EXERCISE INSTRUCTIONS: Write the records out again, precisely as they stand.

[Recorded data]
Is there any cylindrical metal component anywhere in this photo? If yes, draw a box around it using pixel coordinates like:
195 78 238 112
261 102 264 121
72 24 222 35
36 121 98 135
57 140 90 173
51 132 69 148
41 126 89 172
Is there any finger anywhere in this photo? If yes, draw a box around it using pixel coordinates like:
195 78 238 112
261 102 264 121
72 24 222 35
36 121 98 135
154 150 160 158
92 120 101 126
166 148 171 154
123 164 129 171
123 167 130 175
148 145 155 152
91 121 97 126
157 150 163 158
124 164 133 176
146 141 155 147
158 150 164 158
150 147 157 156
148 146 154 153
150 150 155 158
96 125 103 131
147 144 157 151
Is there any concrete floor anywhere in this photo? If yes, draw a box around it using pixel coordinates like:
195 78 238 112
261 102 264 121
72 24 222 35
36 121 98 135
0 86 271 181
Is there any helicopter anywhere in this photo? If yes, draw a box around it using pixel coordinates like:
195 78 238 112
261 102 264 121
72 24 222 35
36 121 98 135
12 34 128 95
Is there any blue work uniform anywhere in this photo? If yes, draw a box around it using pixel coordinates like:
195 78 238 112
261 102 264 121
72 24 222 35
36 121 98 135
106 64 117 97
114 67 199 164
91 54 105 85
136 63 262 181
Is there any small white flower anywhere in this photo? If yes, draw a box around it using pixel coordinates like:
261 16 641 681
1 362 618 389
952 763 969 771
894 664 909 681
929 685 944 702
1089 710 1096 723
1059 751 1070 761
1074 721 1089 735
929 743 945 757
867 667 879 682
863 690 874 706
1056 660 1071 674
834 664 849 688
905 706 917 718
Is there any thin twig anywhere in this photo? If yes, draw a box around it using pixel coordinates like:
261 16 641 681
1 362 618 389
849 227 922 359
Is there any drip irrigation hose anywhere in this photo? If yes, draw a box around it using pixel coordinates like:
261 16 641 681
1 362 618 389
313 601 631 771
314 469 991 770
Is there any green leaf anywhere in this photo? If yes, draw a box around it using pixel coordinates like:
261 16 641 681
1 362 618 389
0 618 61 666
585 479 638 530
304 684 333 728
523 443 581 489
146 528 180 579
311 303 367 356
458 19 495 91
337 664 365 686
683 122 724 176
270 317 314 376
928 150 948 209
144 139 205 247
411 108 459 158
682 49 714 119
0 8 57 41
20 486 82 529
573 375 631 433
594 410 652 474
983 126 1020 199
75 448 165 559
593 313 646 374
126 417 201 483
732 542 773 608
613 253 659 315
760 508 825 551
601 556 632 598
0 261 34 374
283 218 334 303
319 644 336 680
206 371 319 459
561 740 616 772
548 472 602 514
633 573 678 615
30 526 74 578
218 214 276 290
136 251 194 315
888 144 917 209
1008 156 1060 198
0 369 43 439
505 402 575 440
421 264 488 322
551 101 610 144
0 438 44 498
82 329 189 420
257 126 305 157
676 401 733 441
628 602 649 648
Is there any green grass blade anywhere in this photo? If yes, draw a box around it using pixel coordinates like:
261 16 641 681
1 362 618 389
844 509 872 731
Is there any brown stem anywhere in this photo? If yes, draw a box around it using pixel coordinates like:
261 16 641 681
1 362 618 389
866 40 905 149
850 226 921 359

REPLY:
Is there any cylindrical metal component anywhere in this photo? If yes, draw a box around it using pixel coordinates like:
195 78 238 112
261 102 264 121
72 24 222 35
36 121 98 135
57 140 90 173
51 132 69 148
41 126 89 172
Is there any finger anywhere in this photo? If yes, draw a box around it using pixel coordinates like:
195 78 238 112
261 102 264 121
72 24 222 35
36 121 98 135
154 150 160 158
92 120 101 126
166 148 171 154
123 164 129 171
123 167 130 175
148 145 155 152
91 121 97 126
157 150 163 158
124 164 133 176
146 141 155 147
158 150 164 158
150 147 157 156
148 146 154 153
150 150 155 158
96 125 103 131
147 144 157 151
Is there any concrete floor anywhere in this photo? If yes, draw a box around it using pixel coordinates like:
195 78 238 112
261 102 264 121
72 24 222 35
36 121 98 135
0 86 271 181
Is there any helicopter anywhere in this photo? If yes, draw a box around it using pixel coordinates like:
195 78 238 112
261 102 264 121
72 24 222 35
36 121 98 135
12 34 128 95
Is there any blue work uniform anywhere in this photo? If yes, draw a box around it using pixel coordinates like:
195 78 238 112
261 102 264 121
72 24 222 35
36 121 98 135
106 64 117 97
114 67 199 164
91 54 105 85
136 63 262 181
Is there any small white flower anywhere in this photo? If yes, draw a box around it using pixel coordinates like:
261 16 641 681
1 362 618 389
952 763 969 771
894 664 909 681
929 685 944 702
1089 710 1096 723
1059 751 1070 761
1074 721 1089 735
929 743 945 757
867 667 879 682
863 690 874 706
1056 660 1071 674
834 664 849 688
905 706 917 718
Is there any thin twig anywhere in this photo? If yes, draw a box around it using pixel coordinates like:
261 16 641 681
1 362 618 389
849 227 922 359
Is there any drip irrigation hose anywhere in this photo? If yes, draw a box around it using pixel coordinates like:
261 16 641 681
1 362 618 389
313 601 631 771
314 469 991 770
Is there any green leaf anywhere in this photo? If yes, draw a box around it using pixel coordinates like:
261 16 641 681
1 362 618 389
0 618 61 666
585 479 638 530
304 684 333 728
523 443 581 489
146 528 180 579
311 303 367 356
458 19 495 91
337 664 365 686
683 122 724 176
270 317 314 376
928 150 948 209
144 139 205 247
411 108 459 158
682 49 714 119
0 8 57 41
20 486 82 529
573 375 631 433
594 410 652 474
983 126 1020 199
75 448 165 559
593 313 646 374
126 417 201 483
732 542 773 608
613 253 659 315
760 508 825 551
601 556 632 598
0 261 34 374
283 218 334 303
319 644 336 680
206 371 319 459
561 740 616 772
548 472 602 514
633 573 678 615
30 526 74 578
218 214 276 290
136 251 194 315
888 144 917 209
1008 156 1060 198
0 369 43 439
505 402 575 440
421 264 488 322
551 101 610 144
0 438 44 498
82 329 189 420
257 126 305 157
676 401 733 441
628 602 649 648
Is there any green grass blade anywhere in this photo? If yes, draw a box around it using pixel coordinates like:
261 16 641 681
1 362 618 389
844 509 872 731
Is there any brown stem anywhere in this photo? If yes, draw a box around it using pixel coordinates like:
261 16 641 681
1 362 618 389
866 40 905 149
850 226 921 359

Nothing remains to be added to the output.